> _과제 목표_
목록에서 "Please segment every instance of the **bird's head**" 문구가 포함된 줄부터 목록의 마지막 줄까지, 빈 줄은 빼고 한 줄씩 번호를 붙여 나열하세요.

> _연습용 목록_
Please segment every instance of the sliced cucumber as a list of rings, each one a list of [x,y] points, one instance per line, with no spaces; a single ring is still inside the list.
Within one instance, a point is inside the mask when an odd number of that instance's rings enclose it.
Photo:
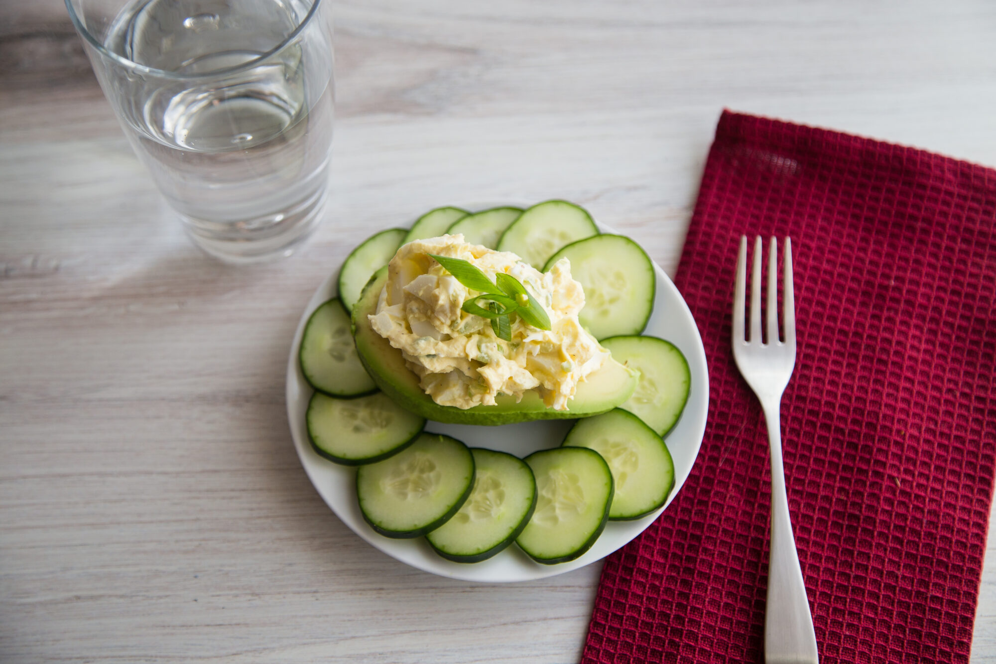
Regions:
[[[474,457],[460,441],[422,433],[384,461],[357,471],[360,510],[388,537],[417,537],[445,523],[474,484]]]
[[[338,298],[315,309],[305,324],[298,361],[305,380],[316,390],[334,397],[358,397],[376,390],[357,355],[352,325]]]
[[[650,513],[674,488],[674,463],[656,432],[632,413],[616,409],[578,420],[565,447],[595,450],[609,464],[616,493],[609,518],[627,520]]]
[[[536,510],[516,543],[537,562],[554,564],[583,555],[606,527],[613,475],[587,448],[543,450],[526,457],[536,476]]]
[[[638,244],[622,235],[589,237],[551,256],[544,271],[561,258],[571,261],[571,276],[585,289],[585,308],[578,318],[596,339],[643,331],[657,278]]]
[[[346,257],[339,271],[339,298],[347,311],[353,311],[353,305],[374,273],[394,257],[405,232],[404,228],[381,230],[368,237]]]
[[[684,355],[657,337],[610,337],[601,343],[617,362],[639,372],[636,389],[620,408],[645,422],[658,436],[666,436],[681,417],[691,388]]]
[[[502,234],[499,251],[511,251],[540,269],[562,246],[598,235],[592,215],[566,200],[533,205]]]
[[[463,241],[494,249],[505,229],[522,214],[521,207],[492,207],[457,219],[446,232],[463,233]]]
[[[536,480],[518,457],[472,448],[474,488],[448,521],[425,538],[444,558],[480,562],[515,541],[536,507]]]
[[[459,207],[436,207],[422,214],[411,224],[411,230],[404,236],[401,244],[416,239],[427,239],[438,237],[446,232],[446,229],[453,225],[453,222],[469,214],[465,209]]]
[[[305,415],[315,452],[345,466],[372,464],[390,457],[415,440],[425,420],[377,392],[337,399],[316,392]]]

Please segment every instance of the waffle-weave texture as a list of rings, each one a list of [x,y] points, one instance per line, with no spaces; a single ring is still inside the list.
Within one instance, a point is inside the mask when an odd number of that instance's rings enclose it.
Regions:
[[[586,664],[763,661],[768,439],[730,351],[741,234],[792,238],[782,439],[821,662],[968,661],[996,452],[994,227],[994,170],[723,114],[675,279],[708,359],[705,439],[672,504],[607,559]]]

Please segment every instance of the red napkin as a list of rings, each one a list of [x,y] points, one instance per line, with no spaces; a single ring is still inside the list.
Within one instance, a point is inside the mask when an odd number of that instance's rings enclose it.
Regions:
[[[994,227],[994,170],[723,114],[676,278],[709,361],[705,440],[674,502],[607,559],[584,662],[763,661],[768,439],[730,353],[741,234],[792,238],[782,437],[821,662],[968,661],[996,453]]]

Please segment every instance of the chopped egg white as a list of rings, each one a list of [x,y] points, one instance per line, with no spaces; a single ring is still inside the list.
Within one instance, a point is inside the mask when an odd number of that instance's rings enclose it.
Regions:
[[[512,340],[499,339],[489,320],[461,310],[480,293],[457,281],[430,253],[462,258],[492,282],[498,272],[514,276],[546,310],[551,329],[513,314]],[[536,390],[548,407],[568,410],[578,383],[610,355],[578,321],[584,306],[585,291],[571,277],[566,258],[543,273],[514,253],[469,244],[457,234],[401,246],[370,321],[401,351],[421,389],[441,406],[493,406],[499,394],[521,400]]]

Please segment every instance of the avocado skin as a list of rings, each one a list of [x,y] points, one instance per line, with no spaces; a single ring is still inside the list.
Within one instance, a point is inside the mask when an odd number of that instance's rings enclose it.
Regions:
[[[384,394],[401,408],[426,420],[485,427],[533,420],[576,420],[608,413],[625,402],[636,388],[636,374],[610,359],[606,366],[578,386],[567,411],[547,408],[535,392],[527,392],[519,403],[514,397],[499,395],[495,406],[474,406],[466,410],[440,406],[422,392],[418,377],[405,366],[401,351],[393,348],[371,327],[368,315],[376,310],[377,298],[386,281],[387,267],[384,266],[371,277],[353,307],[353,337],[357,352],[367,372]],[[602,394],[610,383],[612,389]]]

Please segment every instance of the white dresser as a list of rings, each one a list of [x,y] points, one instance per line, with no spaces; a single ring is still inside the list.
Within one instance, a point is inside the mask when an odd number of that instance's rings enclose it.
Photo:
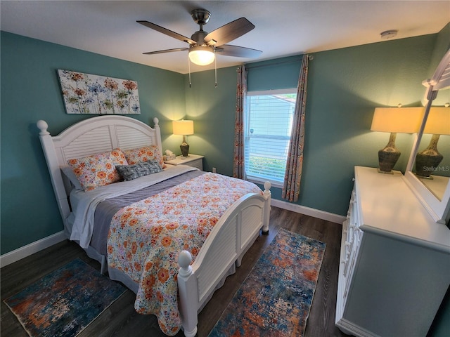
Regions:
[[[425,336],[450,285],[450,230],[403,175],[355,167],[342,227],[336,326],[358,336]]]

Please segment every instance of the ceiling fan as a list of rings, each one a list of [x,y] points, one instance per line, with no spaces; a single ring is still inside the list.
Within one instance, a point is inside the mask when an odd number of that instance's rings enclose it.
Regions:
[[[198,65],[207,65],[214,60],[215,53],[219,53],[221,55],[227,56],[236,56],[240,58],[255,58],[262,53],[261,51],[256,49],[226,44],[255,28],[255,25],[245,18],[240,18],[234,21],[231,21],[213,32],[208,33],[203,30],[203,25],[206,25],[210,20],[211,13],[206,9],[194,9],[191,14],[195,23],[200,25],[200,30],[193,34],[191,38],[184,37],[175,32],[149,22],[148,21],[137,21],[137,22],[148,28],[151,28],[177,40],[189,44],[189,47],[186,48],[176,48],[163,51],[149,51],[144,53],[144,54],[153,55],[162,53],[188,51],[189,59],[192,62]]]

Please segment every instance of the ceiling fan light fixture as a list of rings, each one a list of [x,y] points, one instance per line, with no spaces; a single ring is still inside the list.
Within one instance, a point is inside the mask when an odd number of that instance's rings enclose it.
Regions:
[[[215,58],[213,48],[208,46],[194,46],[189,49],[189,60],[198,65],[207,65]]]

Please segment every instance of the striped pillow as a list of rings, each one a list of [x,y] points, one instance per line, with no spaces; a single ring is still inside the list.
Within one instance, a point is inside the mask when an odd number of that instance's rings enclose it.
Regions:
[[[162,171],[162,168],[155,160],[133,165],[116,165],[115,168],[120,176],[126,181]]]

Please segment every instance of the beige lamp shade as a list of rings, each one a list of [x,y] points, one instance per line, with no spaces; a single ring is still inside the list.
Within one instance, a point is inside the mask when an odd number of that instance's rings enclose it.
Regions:
[[[428,113],[423,133],[450,135],[450,107],[432,107]]]
[[[189,60],[198,65],[207,65],[212,63],[215,55],[212,47],[208,46],[194,46],[189,49]]]
[[[424,111],[423,107],[375,107],[371,130],[414,133],[420,128]]]
[[[172,121],[174,135],[193,135],[194,121]]]

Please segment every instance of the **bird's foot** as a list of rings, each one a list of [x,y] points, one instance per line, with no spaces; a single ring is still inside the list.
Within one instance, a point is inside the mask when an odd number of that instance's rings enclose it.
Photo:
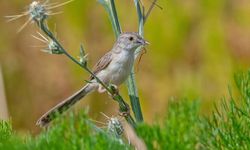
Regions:
[[[119,113],[119,115],[122,117],[127,117],[130,115],[130,107],[127,103],[125,103],[125,105],[126,105],[125,110],[120,110],[120,113]]]

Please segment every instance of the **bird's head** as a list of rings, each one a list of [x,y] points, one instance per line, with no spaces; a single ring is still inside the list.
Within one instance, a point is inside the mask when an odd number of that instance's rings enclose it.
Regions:
[[[139,46],[146,46],[148,44],[137,32],[121,33],[116,42],[116,46],[129,51],[134,51]]]

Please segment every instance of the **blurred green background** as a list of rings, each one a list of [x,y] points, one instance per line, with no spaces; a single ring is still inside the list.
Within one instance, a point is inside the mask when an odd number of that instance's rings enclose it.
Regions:
[[[151,1],[143,0],[146,8]],[[6,22],[4,16],[20,14],[28,4],[0,1],[0,65],[14,128],[36,133],[40,115],[80,89],[88,74],[64,56],[42,53],[37,46],[43,44],[31,37],[38,30],[34,24],[17,34],[27,17]],[[116,4],[123,31],[136,31],[133,0]],[[161,118],[171,97],[201,99],[201,111],[207,113],[227,94],[233,74],[250,65],[250,2],[159,0],[158,4],[163,10],[155,8],[145,24],[151,45],[136,65],[145,121]],[[73,56],[78,56],[83,43],[93,66],[115,40],[107,13],[95,0],[75,0],[55,12],[61,10],[63,14],[49,18],[51,29]],[[128,100],[125,86],[121,93]],[[98,93],[75,108],[89,109],[94,120],[105,120],[100,112],[109,116],[118,112],[107,94]]]

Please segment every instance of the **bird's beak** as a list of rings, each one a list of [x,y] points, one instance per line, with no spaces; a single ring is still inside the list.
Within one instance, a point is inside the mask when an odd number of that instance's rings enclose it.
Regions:
[[[137,41],[139,44],[143,45],[143,46],[146,46],[146,45],[149,45],[150,43],[144,39],[138,39]]]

> _과제 결과_
1. Please segment every instance of the **bird's head** as a list of rings, each one a list of [x,y] points, one instance per line, with no spaces; a single ring is still inside the list.
2. Within one instance, a point is inside the mask when an odd number of that instance's rings enclose it.
3. Regions:
4. [[[139,46],[146,46],[148,44],[137,32],[121,33],[116,42],[116,46],[129,51],[134,51]]]
5. Please segment every instance of the **blurred green background** as a list of rings, each one a list of [x,y] points, one instance per line, with no spaces; a single ring is still inside the list.
6. Within one instance, a point is inside the mask when an odd number of that instance's rings enclose it.
7. Regions:
8. [[[151,1],[143,0],[146,8]],[[6,22],[4,16],[20,14],[28,4],[0,1],[0,65],[14,128],[36,133],[40,115],[80,89],[88,74],[64,56],[42,53],[37,46],[43,44],[31,37],[38,30],[34,24],[17,34],[27,17]],[[116,4],[123,31],[136,31],[133,0]],[[161,118],[171,97],[201,99],[201,111],[207,113],[227,94],[233,74],[250,65],[250,2],[159,0],[158,4],[163,10],[155,8],[145,24],[151,45],[136,65],[145,121]],[[73,56],[78,56],[83,43],[93,66],[115,40],[107,13],[95,0],[75,0],[55,12],[61,10],[63,14],[49,18],[51,29]],[[128,100],[125,86],[121,93]],[[98,93],[75,108],[89,109],[94,120],[105,120],[100,112],[109,116],[118,112],[107,94]]]
9. Please segment every instance of the **bird's beak** as a list of rings, each one a list of [x,y] points, one instance per line, with no spaces; a single ring is still inside the list.
10. Within one instance, a point is inside the mask when an odd number of that instance's rings enclose it.
11. Regions:
12. [[[137,41],[139,44],[143,45],[143,46],[146,46],[146,45],[149,45],[150,43],[144,39],[138,39]]]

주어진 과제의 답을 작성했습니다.